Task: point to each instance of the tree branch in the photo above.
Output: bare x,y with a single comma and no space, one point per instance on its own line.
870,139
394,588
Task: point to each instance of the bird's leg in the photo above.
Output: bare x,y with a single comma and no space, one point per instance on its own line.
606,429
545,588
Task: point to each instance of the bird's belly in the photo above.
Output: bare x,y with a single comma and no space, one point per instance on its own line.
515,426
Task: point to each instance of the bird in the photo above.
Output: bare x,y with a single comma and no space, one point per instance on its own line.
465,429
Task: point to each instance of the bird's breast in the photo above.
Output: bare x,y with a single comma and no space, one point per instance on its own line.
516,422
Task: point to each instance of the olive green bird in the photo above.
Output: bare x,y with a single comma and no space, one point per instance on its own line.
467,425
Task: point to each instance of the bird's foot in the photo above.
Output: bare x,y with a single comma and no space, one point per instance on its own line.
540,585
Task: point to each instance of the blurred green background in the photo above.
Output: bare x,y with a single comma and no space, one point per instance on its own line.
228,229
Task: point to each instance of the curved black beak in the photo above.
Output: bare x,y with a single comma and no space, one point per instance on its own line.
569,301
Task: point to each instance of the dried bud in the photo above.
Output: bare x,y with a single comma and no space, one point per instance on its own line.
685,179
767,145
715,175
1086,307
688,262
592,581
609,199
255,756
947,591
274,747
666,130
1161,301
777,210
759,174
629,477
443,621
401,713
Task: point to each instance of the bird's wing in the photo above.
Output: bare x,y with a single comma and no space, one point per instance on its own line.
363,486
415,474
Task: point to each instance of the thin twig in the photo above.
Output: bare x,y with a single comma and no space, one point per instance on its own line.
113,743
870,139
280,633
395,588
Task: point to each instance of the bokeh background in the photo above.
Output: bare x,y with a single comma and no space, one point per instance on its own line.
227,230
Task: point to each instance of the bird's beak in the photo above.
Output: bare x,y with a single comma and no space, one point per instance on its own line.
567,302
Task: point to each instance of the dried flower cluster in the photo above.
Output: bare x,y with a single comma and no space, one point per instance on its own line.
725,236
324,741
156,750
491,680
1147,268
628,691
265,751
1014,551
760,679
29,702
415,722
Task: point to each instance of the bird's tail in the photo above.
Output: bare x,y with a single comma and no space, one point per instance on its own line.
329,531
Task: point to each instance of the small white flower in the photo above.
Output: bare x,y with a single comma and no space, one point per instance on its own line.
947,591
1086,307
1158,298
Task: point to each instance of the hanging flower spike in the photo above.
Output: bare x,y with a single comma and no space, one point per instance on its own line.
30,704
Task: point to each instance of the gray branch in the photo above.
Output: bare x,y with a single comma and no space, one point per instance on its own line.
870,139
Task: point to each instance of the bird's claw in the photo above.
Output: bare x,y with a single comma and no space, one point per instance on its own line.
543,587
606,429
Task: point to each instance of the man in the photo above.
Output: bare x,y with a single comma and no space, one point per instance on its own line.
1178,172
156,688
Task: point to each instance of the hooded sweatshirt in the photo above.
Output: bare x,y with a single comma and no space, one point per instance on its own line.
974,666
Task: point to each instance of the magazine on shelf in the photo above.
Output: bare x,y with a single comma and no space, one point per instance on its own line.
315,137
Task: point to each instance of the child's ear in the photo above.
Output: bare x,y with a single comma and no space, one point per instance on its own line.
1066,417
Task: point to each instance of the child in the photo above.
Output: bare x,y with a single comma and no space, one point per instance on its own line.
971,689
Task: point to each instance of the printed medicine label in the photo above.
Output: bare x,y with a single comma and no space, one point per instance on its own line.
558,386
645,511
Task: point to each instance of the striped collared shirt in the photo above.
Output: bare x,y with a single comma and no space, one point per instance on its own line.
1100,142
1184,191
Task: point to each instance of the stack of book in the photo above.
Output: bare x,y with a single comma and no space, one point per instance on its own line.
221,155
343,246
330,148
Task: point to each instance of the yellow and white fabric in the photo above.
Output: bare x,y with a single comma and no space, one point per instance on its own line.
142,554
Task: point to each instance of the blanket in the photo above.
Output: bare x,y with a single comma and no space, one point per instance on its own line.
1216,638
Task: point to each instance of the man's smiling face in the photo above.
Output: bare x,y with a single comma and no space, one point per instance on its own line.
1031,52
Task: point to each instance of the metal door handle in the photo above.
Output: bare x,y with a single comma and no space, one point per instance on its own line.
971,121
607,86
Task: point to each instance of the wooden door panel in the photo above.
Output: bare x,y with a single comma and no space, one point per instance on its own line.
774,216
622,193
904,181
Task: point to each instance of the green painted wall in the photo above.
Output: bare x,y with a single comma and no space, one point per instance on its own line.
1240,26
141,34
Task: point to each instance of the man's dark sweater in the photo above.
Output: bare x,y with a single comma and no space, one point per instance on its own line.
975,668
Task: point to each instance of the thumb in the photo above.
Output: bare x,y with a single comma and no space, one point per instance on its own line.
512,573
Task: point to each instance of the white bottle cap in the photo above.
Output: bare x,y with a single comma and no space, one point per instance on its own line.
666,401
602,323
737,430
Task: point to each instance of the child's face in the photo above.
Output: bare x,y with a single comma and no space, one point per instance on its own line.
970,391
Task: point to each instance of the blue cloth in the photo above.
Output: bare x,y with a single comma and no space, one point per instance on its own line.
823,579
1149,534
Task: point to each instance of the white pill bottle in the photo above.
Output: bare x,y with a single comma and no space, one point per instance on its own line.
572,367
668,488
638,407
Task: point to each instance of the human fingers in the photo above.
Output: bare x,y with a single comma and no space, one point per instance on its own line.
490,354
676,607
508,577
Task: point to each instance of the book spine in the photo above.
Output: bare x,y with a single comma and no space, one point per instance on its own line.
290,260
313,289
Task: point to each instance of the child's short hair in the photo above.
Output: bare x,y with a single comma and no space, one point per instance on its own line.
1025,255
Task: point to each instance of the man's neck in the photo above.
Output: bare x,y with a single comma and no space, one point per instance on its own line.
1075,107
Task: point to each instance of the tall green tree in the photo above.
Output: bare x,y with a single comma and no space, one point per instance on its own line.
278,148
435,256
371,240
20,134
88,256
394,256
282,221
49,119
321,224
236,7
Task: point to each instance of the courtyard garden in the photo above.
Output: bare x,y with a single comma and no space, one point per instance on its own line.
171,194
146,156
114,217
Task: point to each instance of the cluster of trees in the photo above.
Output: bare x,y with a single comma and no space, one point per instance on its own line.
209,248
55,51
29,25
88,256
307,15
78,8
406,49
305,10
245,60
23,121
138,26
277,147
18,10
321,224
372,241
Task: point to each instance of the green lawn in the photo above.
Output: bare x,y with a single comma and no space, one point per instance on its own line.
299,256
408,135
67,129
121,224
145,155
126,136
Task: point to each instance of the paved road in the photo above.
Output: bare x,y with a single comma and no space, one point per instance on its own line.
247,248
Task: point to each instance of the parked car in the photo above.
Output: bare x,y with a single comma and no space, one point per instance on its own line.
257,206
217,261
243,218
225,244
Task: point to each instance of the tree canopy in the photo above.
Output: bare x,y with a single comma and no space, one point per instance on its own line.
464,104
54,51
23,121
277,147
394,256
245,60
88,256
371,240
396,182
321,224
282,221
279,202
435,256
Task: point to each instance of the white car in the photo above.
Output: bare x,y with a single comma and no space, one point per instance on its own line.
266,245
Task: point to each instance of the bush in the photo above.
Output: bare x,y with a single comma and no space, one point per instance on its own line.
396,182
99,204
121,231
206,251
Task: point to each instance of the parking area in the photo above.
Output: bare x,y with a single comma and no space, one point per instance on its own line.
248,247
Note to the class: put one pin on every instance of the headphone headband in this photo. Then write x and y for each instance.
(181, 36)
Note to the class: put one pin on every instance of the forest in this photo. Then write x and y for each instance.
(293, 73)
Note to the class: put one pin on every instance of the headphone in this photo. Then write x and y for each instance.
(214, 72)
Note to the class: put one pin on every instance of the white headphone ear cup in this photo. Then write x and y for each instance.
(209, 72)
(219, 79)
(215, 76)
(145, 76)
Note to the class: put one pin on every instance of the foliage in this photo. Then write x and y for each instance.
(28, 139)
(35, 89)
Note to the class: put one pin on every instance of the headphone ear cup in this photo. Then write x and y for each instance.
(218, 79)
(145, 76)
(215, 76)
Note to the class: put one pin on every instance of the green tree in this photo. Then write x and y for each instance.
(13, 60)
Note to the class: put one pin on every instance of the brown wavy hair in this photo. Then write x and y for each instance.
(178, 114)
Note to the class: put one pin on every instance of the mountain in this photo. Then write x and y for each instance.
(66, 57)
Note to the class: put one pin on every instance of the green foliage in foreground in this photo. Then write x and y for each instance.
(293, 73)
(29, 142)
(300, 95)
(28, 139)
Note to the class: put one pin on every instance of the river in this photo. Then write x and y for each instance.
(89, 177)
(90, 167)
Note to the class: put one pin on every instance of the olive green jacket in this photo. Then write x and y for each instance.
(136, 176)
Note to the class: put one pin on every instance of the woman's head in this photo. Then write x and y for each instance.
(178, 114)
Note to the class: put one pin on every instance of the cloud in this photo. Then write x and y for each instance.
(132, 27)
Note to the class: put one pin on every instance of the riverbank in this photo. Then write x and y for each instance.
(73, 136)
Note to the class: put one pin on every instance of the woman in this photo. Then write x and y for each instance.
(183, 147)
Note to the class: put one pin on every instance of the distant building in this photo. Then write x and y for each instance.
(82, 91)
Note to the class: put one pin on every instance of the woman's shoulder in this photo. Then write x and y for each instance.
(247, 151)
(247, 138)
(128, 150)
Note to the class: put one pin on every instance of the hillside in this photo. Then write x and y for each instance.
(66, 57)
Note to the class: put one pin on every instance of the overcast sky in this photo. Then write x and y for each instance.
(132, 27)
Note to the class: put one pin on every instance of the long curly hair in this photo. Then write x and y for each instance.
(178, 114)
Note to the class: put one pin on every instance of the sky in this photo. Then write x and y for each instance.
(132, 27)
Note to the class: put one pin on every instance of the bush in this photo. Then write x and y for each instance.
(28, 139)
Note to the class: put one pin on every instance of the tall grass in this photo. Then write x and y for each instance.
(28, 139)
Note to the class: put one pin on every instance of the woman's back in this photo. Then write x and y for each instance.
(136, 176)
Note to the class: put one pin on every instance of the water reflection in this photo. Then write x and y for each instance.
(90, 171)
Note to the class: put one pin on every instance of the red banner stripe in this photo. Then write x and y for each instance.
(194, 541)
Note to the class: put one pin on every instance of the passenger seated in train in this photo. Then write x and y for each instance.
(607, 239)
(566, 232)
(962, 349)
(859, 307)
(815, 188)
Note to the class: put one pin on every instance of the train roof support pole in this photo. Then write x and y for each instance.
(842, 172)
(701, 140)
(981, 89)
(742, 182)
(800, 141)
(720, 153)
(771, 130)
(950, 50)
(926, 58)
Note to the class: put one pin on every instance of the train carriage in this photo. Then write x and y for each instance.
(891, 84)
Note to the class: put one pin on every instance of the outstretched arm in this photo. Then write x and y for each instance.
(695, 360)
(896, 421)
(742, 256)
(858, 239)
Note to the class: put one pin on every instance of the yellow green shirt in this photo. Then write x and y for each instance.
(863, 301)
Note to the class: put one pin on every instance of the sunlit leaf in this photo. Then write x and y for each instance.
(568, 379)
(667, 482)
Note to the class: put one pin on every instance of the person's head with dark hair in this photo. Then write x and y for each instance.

==================================================

[What is required] Your task is to collect every line above that contains the word "bird".

[Solution]
Task: point to each instance of the bird's leg in the photo above.
Task: point to each instance of the bird's belly in the photo above.
Task: point to each instance of the bird in the photo above.
Task: point to each instance of the bird's breast in the photo above.
Task: point to each instance of the olive green bird in the photo above.
Task: point to each instance of the bird's foot in the photo above.
Task: point to each instance of the bird's wing in the photo above.
Task: point to each instance of the bird's beak in the photo above.
Task: point to each instance of the bird's tail in the photo above.
Task: point to each instance of the bird's claw in the photo above.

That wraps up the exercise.